• [Point placement records]:
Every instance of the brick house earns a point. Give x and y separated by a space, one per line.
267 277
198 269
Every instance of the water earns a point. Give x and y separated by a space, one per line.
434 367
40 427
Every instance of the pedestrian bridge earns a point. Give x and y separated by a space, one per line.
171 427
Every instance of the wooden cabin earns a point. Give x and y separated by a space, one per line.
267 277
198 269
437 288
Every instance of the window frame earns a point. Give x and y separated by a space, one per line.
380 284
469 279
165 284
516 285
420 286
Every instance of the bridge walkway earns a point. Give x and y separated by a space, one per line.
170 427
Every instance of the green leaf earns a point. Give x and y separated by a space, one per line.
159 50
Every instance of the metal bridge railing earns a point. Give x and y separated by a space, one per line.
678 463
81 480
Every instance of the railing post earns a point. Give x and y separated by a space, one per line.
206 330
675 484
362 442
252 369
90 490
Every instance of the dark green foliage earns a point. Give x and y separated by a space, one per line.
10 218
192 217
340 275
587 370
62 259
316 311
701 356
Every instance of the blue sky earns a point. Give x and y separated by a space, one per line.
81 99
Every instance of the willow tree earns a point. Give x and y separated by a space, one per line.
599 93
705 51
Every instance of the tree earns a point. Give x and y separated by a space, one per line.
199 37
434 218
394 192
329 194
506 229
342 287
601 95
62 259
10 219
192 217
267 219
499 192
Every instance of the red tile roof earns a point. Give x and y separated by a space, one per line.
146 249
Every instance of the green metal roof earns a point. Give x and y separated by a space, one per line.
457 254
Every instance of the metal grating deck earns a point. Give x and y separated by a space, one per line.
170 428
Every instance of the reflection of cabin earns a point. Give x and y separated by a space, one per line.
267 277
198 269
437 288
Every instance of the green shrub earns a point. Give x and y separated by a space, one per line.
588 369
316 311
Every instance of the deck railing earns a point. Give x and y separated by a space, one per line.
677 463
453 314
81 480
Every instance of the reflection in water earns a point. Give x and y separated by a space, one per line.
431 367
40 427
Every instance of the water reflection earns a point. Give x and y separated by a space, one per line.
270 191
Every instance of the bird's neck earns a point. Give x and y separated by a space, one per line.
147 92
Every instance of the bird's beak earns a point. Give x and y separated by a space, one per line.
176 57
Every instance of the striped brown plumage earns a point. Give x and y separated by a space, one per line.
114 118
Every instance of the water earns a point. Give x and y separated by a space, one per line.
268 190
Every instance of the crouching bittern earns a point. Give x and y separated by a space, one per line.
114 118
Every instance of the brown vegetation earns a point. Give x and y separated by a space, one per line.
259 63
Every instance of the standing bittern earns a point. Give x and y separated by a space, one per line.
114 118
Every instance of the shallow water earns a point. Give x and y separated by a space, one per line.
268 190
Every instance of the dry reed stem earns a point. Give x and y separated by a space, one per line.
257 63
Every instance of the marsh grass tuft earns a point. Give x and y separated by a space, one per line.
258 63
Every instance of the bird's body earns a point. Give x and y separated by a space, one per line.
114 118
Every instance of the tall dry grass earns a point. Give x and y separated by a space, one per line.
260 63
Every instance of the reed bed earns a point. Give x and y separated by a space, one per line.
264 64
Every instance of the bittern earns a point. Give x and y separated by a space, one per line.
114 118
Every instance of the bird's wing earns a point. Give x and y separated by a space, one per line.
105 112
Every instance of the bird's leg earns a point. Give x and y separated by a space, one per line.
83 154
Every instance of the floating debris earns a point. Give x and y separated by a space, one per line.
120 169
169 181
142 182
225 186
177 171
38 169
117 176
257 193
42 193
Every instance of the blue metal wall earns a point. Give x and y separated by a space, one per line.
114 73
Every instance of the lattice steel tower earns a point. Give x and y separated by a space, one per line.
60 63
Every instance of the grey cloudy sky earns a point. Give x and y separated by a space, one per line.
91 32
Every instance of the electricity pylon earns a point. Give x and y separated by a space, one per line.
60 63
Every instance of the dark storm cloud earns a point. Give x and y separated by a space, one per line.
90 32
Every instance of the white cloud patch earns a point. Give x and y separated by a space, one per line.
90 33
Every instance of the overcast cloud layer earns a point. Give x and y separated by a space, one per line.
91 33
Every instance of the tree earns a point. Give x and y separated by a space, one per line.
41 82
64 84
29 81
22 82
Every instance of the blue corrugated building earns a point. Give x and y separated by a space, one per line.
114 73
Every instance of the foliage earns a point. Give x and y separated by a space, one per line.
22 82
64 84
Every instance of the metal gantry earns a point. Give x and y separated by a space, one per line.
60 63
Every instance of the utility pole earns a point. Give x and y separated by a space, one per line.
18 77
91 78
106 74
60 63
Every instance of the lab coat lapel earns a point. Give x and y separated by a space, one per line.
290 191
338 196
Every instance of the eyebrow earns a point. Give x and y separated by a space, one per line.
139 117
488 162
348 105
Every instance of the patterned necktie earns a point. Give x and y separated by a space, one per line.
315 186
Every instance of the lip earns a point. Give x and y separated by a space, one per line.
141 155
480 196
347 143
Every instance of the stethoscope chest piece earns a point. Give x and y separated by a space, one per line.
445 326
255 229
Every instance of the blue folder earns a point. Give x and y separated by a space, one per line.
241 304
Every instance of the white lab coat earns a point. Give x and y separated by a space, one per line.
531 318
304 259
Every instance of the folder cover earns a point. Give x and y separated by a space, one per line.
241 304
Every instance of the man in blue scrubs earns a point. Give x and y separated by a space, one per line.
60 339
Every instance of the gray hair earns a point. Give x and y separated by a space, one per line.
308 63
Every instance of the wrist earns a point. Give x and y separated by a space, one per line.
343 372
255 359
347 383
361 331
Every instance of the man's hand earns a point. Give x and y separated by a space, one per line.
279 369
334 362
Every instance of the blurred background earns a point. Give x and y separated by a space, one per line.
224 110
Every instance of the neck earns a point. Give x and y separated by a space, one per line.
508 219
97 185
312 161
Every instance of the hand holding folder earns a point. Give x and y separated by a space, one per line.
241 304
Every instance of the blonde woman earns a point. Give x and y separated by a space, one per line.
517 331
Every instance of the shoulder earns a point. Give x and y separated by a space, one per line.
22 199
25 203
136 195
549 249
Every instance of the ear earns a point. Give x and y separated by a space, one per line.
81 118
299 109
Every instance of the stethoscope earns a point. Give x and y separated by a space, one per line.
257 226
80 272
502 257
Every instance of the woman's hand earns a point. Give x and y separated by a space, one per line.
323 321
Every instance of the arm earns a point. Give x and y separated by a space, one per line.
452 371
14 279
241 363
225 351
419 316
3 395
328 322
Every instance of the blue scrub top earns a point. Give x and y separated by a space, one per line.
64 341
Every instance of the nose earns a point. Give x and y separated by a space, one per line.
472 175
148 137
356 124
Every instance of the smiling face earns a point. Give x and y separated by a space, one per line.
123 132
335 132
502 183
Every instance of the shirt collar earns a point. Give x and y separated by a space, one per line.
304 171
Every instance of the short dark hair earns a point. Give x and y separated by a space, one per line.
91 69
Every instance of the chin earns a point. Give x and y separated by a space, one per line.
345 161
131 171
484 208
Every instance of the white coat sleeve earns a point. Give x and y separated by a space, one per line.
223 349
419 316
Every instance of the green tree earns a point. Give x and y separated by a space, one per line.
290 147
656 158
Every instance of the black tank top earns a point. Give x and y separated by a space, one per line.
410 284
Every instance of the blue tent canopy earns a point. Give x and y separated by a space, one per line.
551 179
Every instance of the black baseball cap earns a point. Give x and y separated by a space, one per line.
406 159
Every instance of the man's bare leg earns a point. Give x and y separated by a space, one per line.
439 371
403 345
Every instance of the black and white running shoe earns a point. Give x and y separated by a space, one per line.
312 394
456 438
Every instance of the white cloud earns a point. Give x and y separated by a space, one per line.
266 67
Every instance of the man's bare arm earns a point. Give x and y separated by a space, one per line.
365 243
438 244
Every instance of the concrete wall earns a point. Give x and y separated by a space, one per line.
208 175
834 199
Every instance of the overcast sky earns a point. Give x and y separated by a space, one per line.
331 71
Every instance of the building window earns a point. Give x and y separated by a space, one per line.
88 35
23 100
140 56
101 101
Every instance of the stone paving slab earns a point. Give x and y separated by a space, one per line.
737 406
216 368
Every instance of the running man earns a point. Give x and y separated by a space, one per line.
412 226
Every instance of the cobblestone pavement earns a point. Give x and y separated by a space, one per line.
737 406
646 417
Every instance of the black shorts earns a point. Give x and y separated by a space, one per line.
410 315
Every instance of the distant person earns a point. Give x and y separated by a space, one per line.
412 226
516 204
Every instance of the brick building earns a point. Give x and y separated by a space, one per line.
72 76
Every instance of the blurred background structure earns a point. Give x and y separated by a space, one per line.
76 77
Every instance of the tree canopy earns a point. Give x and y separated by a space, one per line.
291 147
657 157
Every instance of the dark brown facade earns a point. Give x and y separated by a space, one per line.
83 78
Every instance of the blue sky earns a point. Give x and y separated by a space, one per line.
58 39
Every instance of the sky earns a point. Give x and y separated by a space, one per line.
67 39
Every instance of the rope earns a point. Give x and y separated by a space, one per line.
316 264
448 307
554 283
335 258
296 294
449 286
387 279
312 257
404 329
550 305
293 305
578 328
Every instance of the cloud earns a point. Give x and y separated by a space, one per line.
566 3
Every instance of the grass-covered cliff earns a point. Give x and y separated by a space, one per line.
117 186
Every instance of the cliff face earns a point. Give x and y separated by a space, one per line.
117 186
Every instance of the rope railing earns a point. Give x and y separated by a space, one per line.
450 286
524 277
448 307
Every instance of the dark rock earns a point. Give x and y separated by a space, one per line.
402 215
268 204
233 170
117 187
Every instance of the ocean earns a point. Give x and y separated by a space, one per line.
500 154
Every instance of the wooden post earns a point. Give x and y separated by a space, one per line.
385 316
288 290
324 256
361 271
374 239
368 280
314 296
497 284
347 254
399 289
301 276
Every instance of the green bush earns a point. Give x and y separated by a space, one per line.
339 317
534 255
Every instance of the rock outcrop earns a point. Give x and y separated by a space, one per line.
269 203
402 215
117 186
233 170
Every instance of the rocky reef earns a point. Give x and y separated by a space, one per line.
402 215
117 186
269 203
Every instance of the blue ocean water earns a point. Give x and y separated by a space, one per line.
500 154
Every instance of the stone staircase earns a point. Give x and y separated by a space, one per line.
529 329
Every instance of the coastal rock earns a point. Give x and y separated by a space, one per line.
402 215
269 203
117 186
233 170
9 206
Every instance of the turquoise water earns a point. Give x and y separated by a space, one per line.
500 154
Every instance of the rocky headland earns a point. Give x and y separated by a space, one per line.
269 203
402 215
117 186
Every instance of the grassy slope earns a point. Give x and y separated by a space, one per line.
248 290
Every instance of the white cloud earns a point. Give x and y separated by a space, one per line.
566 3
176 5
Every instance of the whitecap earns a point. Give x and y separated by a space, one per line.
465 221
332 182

• [EXERCISE OBJECTIVE]:
Substitute "teal water" for "turquoise water" in the material from the line with "Every instance of the stone staircase" up to and including its last line, and give those lines again with nothing else changed.

• [CORRECT RESPONSE]:
Every instance of the stone staircase earns a point. Give x and y separated by a space, one per line.
529 329
Every instance of the coastal rock earns a point. Give x and y separated by a space, one per line.
402 215
269 203
117 186
233 170
9 206
Every instance of the teal water earns a point. Give x and y separated by a space, one per line.
500 154
Every instance of the rocky headland earns a point. Give x and y separated by a space, one per line.
269 203
402 215
117 186
Every instance of the grassy slope earns a point. Give x and y separated by a space, one per line.
248 290
Every instance of the white cloud earns a point. Give x and y separated by a space, one per line.
566 3
176 5
Every instance of the whitecap earns a point. Give x and y separated by a space, one per line.
465 221
332 182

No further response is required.